• _Task directions_: Retype every line from the top of the entries down to the one with "Target: rippling water surface", both included, and skip the pictures.

Source records

■ ■ ■ ■ ■

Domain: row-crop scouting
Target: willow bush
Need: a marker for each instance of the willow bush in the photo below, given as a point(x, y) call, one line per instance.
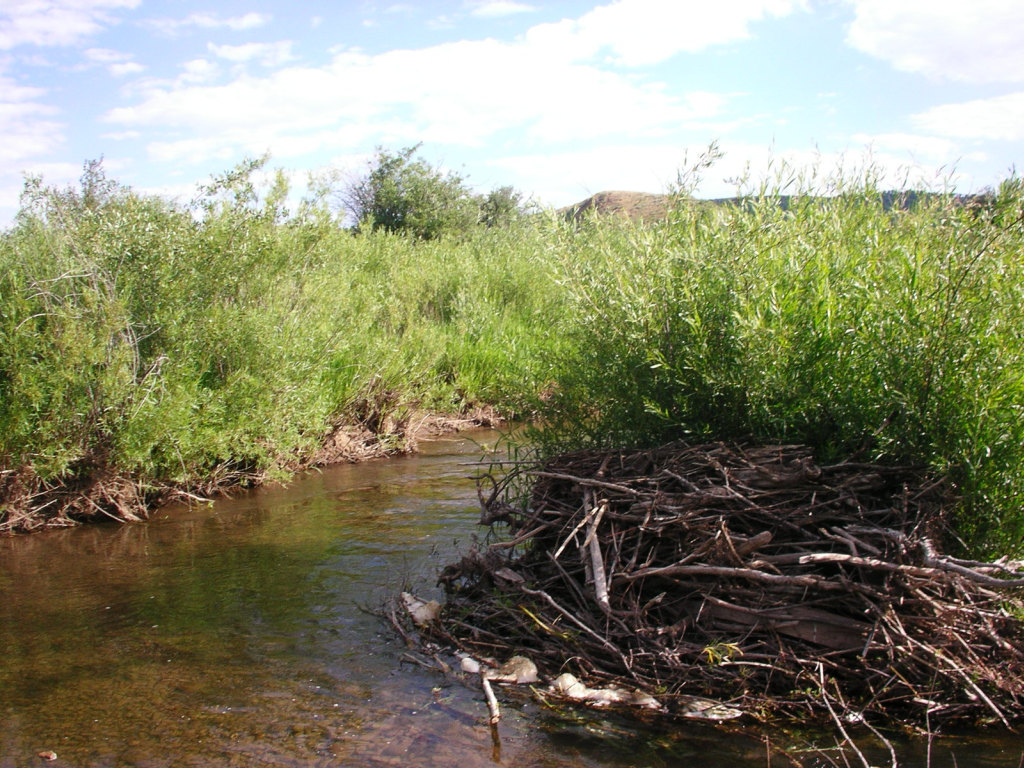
point(171, 343)
point(859, 323)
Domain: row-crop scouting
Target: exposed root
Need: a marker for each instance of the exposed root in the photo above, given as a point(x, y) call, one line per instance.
point(750, 576)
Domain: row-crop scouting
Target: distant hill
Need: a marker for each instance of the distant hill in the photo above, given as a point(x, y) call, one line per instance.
point(636, 206)
point(651, 207)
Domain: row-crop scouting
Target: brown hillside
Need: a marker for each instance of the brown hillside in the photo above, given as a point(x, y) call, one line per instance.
point(646, 206)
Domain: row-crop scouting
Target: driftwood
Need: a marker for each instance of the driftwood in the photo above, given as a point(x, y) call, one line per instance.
point(750, 576)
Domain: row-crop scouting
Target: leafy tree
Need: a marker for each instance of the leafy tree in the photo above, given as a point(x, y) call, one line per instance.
point(404, 194)
point(501, 207)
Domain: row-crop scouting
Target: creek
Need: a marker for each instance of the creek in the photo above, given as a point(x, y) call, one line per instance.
point(243, 633)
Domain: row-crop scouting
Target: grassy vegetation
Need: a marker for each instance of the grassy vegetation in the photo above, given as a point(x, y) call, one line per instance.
point(180, 344)
point(170, 343)
point(837, 320)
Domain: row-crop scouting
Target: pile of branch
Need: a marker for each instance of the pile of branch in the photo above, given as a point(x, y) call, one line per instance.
point(748, 574)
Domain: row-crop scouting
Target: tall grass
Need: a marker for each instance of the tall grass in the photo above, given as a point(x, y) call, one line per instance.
point(829, 317)
point(172, 343)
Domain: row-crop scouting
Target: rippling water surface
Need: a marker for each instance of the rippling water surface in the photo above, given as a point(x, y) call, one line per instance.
point(242, 634)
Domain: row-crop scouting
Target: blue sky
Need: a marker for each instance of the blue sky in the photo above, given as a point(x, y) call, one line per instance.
point(560, 99)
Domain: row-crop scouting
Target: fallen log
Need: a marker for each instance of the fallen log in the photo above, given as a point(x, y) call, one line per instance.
point(749, 576)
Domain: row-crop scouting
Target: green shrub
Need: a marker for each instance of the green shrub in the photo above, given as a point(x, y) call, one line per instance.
point(840, 321)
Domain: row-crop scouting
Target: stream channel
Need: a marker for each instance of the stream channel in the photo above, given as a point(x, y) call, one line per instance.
point(242, 633)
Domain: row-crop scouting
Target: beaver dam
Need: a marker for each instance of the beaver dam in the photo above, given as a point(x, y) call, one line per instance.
point(750, 576)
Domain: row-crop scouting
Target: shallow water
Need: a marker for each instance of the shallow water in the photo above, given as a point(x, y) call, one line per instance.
point(242, 634)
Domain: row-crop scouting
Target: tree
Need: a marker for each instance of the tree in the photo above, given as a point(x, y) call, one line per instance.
point(404, 194)
point(501, 207)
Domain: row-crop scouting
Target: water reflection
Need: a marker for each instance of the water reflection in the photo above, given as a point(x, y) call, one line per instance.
point(235, 634)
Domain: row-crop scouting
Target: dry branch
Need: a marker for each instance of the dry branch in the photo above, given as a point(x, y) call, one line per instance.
point(749, 574)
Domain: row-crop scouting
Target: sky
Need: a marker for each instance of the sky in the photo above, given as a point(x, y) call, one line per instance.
point(558, 98)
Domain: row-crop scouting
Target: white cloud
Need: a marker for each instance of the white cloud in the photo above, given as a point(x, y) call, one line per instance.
point(199, 71)
point(497, 8)
point(209, 22)
point(511, 86)
point(980, 41)
point(117, 62)
point(645, 32)
point(54, 22)
point(999, 118)
point(269, 54)
point(125, 68)
point(924, 148)
point(26, 125)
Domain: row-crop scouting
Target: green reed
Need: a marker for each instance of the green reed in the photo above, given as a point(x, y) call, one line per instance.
point(861, 328)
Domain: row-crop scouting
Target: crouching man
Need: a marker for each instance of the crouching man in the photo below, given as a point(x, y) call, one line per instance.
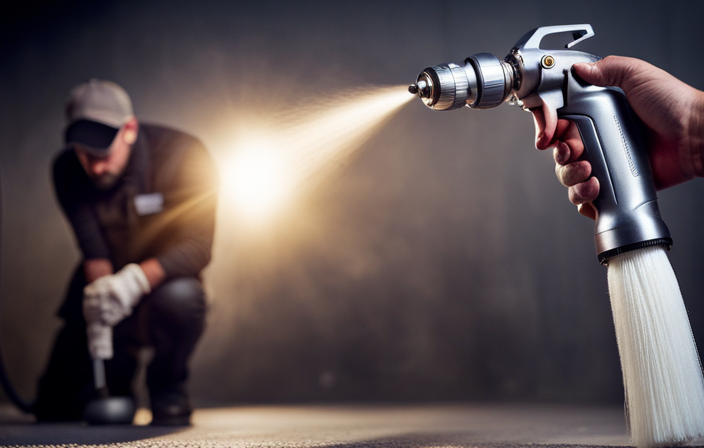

■ ■ ■ ■ ■

• _Completed exercise_:
Domain: row-crop scouting
Target: willow bush
Need: a marker for each instance of the willow bush in the photo below, given as a point(x, y) call, one line per instance.
point(171, 343)
point(859, 323)
Domain: row-crop scouting
Target: exposed root
Need: a marker for each instance of the exposed root in the photo above, given as a point(x, y) call, one line per instance.
point(750, 576)
Domain: row-crop scouting
Target: distant hill
Need: a marker for each instance of the distant hill in the photo above, given as a point(x, y) call, one line per instance.
point(636, 206)
point(651, 207)
Domain: row-crop scouting
Target: brown hillside
Need: a marker for each instance of the brown hillside in the photo above, given as a point(x, y) call, one line per instance.
point(646, 206)
Domain: row-crop scouting
Target: driftwood
Need: a marker for each instance of the driftwood in the photo above, given as a point(x, y) call, one line per instance.
point(750, 576)
Domain: row-crop scouting
Target: leafy tree
Need: a marker for each instance of the leafy tree in the photo above, given as a point(x, y) call, one line per instance.
point(404, 194)
point(501, 207)
Domain: row-crop scouting
Target: creek
Need: a marker for each instance of the creek in the photo above, given as a point(x, y) call, one line per instance.
point(243, 633)
Domain: row-crop scouting
Target: grassy vegetation
Need: a marker for each instance of the grassy vegetation in the photo above, given as a point(x, y) call, one line per instance.
point(180, 344)
point(170, 343)
point(837, 320)
Domain: row-crop scouting
Target: pile of branch
Need: a marker for each instance of the pile of branch in the photo above, given as a point(x, y) call, one line per instance.
point(748, 574)
Domain: row-crop scouting
Target: tall grass
Need: a marker for each instance of the tall grass in the photo above, given as a point(x, y) call, one line per instance.
point(829, 317)
point(172, 343)
Domain: row-crop scouting
Target: rippling water surface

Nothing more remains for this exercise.